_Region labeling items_
= = = = = = =

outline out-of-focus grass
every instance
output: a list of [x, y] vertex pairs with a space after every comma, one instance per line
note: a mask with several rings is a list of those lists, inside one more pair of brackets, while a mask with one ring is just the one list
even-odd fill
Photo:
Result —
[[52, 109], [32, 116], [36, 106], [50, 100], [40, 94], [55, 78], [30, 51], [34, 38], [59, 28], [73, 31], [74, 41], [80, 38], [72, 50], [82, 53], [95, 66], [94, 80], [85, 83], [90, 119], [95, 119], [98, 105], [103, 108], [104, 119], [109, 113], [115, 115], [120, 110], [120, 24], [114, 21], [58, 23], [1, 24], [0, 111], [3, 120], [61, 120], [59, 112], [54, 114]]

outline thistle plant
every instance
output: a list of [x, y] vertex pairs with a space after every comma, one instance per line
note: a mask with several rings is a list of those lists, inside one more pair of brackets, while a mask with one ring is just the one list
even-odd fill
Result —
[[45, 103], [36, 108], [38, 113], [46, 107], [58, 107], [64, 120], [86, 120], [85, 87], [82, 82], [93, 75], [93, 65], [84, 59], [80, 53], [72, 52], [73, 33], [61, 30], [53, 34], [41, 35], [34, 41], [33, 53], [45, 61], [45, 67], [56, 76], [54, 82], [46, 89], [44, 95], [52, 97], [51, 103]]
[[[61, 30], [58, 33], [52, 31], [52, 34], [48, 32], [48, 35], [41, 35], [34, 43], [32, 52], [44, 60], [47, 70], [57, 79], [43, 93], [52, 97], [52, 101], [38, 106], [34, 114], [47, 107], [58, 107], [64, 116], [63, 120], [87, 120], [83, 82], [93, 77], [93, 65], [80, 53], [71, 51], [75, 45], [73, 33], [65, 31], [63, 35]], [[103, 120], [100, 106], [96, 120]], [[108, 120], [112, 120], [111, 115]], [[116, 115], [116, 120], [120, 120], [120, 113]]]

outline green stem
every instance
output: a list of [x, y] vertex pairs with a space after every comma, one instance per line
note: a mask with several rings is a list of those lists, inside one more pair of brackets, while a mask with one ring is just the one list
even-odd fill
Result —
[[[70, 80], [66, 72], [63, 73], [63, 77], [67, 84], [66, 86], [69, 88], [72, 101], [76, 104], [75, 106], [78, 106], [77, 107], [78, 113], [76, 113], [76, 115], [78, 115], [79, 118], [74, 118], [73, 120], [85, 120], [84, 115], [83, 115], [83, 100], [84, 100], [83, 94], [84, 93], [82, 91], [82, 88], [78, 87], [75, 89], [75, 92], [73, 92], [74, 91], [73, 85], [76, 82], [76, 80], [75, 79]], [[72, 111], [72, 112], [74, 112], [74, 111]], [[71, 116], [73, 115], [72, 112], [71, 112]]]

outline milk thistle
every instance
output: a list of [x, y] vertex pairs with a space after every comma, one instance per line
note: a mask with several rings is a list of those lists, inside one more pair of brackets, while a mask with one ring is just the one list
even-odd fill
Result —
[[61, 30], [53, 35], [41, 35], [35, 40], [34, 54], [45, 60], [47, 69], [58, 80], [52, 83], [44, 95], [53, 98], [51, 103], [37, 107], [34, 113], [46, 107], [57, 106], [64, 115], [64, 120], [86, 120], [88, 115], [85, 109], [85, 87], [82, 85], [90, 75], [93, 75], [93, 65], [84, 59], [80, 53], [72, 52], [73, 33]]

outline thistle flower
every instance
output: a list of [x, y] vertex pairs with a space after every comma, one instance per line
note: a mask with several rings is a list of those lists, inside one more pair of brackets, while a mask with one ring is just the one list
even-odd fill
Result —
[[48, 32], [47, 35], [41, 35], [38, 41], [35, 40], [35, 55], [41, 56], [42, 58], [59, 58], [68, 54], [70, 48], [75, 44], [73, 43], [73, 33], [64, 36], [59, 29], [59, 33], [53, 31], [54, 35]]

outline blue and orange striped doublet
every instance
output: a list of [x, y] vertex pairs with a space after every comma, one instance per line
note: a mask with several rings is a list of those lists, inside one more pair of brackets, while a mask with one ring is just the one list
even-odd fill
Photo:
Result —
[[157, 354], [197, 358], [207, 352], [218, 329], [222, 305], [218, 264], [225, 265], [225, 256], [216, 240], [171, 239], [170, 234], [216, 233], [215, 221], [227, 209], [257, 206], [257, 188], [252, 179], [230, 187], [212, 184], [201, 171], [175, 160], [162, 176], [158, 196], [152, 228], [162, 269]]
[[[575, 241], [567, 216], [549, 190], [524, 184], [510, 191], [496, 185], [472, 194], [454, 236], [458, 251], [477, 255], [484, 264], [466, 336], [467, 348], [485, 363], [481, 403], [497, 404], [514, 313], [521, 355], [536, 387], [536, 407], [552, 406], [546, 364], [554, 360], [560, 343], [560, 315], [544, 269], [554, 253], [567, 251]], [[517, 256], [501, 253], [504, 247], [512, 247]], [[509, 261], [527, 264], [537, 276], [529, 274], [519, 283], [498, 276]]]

= = = = = = =

_EXERCISE BRIEF_
Put every line of the items above into a numbered list, dropping the blank lines.

_TASK RESULT_
1. outline out-of-focus grass
2. every instance
3. output: a list of [x, y] vertex pairs with a space after every comma, one instance per line
4. note: a mask with several rings is a list of those lists, inside one more pair of brackets, while a mask with one ring is just the one list
5. even-odd fill
6. Photo:
7. Result —
8. [[52, 109], [32, 116], [36, 106], [50, 100], [40, 94], [55, 78], [30, 51], [34, 38], [59, 28], [73, 31], [74, 41], [80, 38], [72, 50], [82, 53], [95, 66], [94, 80], [85, 83], [90, 119], [95, 119], [98, 105], [103, 108], [104, 119], [109, 113], [115, 115], [120, 110], [120, 24], [114, 21], [58, 23], [1, 24], [0, 111], [3, 120], [61, 120], [59, 112], [54, 114]]
9. outline thistle plant
10. every instance
11. output: a list of [x, y] vertex pairs with a space after every comma, one instance per line
12. note: a mask with several rings is a list of those lists, inside one more pair of brackets, while a mask with one ring is just the one list
13. even-odd fill
14. Result —
15. [[45, 103], [36, 108], [38, 113], [46, 107], [58, 107], [64, 120], [86, 120], [85, 87], [82, 82], [93, 75], [93, 65], [84, 59], [80, 53], [72, 52], [73, 33], [61, 30], [53, 34], [41, 35], [34, 41], [33, 53], [45, 61], [45, 67], [56, 76], [54, 82], [46, 89], [44, 95], [52, 97], [51, 103]]
16. [[[61, 30], [58, 33], [52, 31], [52, 34], [48, 32], [48, 35], [41, 35], [34, 43], [32, 52], [44, 60], [47, 70], [57, 79], [43, 93], [52, 97], [52, 101], [38, 106], [34, 114], [47, 107], [58, 107], [64, 116], [63, 120], [87, 120], [83, 82], [93, 77], [93, 65], [80, 53], [71, 51], [75, 45], [73, 33], [65, 31], [63, 35]], [[103, 120], [100, 106], [96, 120]], [[108, 120], [112, 120], [111, 115]], [[116, 115], [116, 120], [120, 120], [120, 113]]]
17. outline green stem
18. every instance
19. output: a list of [x, y] vertex pairs with a space after every comma, one instance per line
20. note: a mask with several rings is a list of those lists, inside one more pair of brackets, while a mask with one ring is just the one list
21. even-odd fill
22. Result —
23. [[[70, 80], [66, 72], [63, 73], [63, 77], [67, 84], [66, 86], [69, 88], [72, 101], [76, 104], [75, 106], [78, 106], [77, 107], [78, 113], [76, 113], [76, 115], [78, 115], [79, 118], [74, 118], [73, 120], [85, 120], [84, 115], [83, 115], [83, 100], [84, 100], [83, 94], [84, 93], [82, 91], [82, 88], [78, 87], [75, 89], [75, 92], [73, 92], [74, 91], [73, 85], [76, 82], [76, 80], [75, 79]], [[72, 111], [72, 112], [74, 112], [74, 111]], [[71, 116], [73, 115], [72, 112], [71, 112]]]
24. outline milk thistle
25. every instance
26. output: a list of [x, y] vertex pairs with a space after every comma, one instance per line
27. note: a mask with several rings is a list of those lists, inside one more pair of brackets, while a mask with one ring is just the one list
28. even-odd fill
29. Result —
30. [[61, 30], [53, 35], [41, 35], [35, 40], [34, 54], [45, 60], [47, 69], [58, 80], [52, 83], [44, 95], [53, 98], [51, 103], [37, 107], [34, 113], [46, 107], [57, 106], [64, 115], [64, 120], [86, 120], [88, 115], [85, 109], [85, 87], [82, 85], [90, 75], [93, 75], [93, 65], [84, 59], [80, 53], [72, 52], [73, 33]]
31. outline thistle flower
32. every instance
33. output: a list of [x, y] vertex pairs with a space after every comma, one instance per line
34. note: a mask with several rings is a list of those lists, inside one more pair of brackets, while a mask with one ring is just the one list
35. even-odd fill
36. Result —
37. [[48, 32], [47, 35], [41, 35], [38, 41], [35, 40], [35, 55], [41, 56], [42, 58], [59, 58], [68, 54], [70, 48], [75, 44], [73, 43], [73, 33], [64, 36], [59, 29], [59, 33], [53, 31], [54, 35]]
38. outline blue and orange striped doublet
39. every instance
40. output: a list of [x, y] vertex pairs with a space after every comma, one instance per line
41. note: a mask with several rings is a list of those lists, inside one more pair of brackets, while a mask with one ring is just the one list
42. even-odd fill
43. Photo:
44. Result —
45. [[157, 354], [197, 358], [207, 352], [218, 329], [222, 305], [218, 264], [225, 265], [225, 256], [216, 240], [171, 239], [170, 234], [216, 233], [215, 221], [227, 209], [257, 206], [257, 188], [252, 179], [230, 187], [212, 184], [201, 171], [175, 160], [162, 176], [158, 196], [152, 228], [162, 269]]
46. [[[575, 241], [567, 216], [549, 190], [524, 184], [510, 191], [496, 185], [472, 194], [454, 236], [458, 251], [477, 255], [484, 264], [466, 336], [467, 348], [485, 363], [481, 403], [497, 404], [514, 313], [521, 355], [536, 387], [536, 407], [552, 406], [546, 364], [554, 360], [560, 343], [560, 315], [544, 269], [554, 253], [567, 251]], [[517, 256], [501, 253], [504, 247], [512, 247]], [[509, 261], [527, 264], [537, 276], [529, 274], [519, 283], [498, 276]]]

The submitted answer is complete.